Written instruction: Find every line below that contains the word "fish" and copy each of those lines.

*****

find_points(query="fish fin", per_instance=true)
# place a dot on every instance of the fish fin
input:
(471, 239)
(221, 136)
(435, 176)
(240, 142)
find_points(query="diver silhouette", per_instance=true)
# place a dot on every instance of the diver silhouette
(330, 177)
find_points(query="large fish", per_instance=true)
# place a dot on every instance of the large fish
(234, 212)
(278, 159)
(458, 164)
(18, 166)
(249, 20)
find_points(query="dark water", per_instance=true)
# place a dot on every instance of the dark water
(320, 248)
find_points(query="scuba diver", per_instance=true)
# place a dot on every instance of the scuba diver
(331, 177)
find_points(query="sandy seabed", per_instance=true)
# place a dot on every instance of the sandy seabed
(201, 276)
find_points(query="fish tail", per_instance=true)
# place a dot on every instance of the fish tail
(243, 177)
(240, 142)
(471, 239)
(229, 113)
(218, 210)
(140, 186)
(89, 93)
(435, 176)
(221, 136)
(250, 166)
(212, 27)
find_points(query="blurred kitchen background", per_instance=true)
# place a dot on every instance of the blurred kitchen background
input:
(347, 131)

*****

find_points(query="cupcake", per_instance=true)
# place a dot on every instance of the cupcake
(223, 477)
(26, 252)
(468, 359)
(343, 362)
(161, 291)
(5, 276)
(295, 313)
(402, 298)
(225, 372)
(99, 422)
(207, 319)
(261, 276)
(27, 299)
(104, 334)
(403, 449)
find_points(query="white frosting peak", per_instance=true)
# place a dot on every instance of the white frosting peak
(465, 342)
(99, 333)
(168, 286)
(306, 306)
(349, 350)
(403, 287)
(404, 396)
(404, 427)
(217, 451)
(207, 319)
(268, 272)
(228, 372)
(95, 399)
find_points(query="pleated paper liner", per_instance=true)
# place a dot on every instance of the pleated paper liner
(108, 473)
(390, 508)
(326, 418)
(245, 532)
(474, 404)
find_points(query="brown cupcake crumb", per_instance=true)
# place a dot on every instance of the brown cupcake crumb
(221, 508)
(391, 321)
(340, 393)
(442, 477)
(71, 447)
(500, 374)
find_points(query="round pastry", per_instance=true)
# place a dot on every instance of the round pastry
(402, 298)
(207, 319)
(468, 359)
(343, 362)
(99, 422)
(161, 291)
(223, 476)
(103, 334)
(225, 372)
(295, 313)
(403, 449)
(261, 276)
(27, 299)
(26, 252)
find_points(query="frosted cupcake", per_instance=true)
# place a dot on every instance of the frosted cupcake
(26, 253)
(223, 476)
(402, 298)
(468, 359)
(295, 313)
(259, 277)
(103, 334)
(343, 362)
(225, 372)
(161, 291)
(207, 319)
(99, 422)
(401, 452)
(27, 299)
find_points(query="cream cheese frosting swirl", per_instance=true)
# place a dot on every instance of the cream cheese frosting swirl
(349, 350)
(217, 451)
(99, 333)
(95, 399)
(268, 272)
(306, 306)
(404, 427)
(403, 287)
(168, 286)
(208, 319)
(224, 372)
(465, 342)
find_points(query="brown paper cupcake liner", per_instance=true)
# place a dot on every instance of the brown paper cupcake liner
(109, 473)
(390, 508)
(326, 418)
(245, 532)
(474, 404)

*****

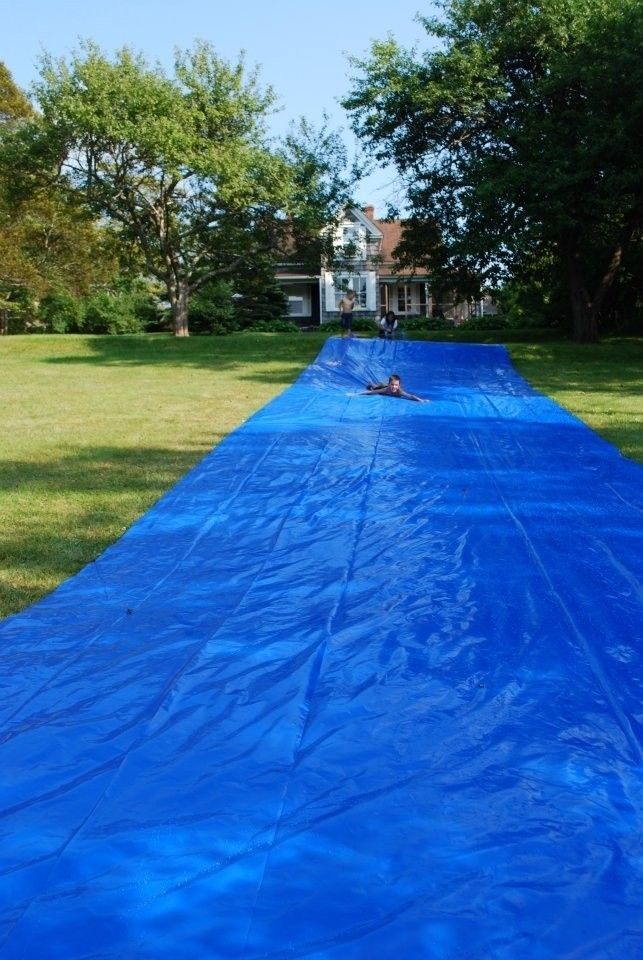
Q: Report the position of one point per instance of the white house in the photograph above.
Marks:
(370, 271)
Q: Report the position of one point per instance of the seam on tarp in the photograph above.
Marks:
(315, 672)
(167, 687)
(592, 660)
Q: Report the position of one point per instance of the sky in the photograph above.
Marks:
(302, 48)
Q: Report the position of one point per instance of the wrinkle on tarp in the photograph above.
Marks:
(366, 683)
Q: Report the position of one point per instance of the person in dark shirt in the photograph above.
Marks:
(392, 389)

*****

Written solution:
find_points(query="fish fin", per_instance=true)
# place a dot on every instance of the fish fin
find_points(query="large fish", per_instance=true)
# place a dot on every instance of the large fish
find_points(query="fish tail", per_instance=true)
# place a dot on every instance of the fish tail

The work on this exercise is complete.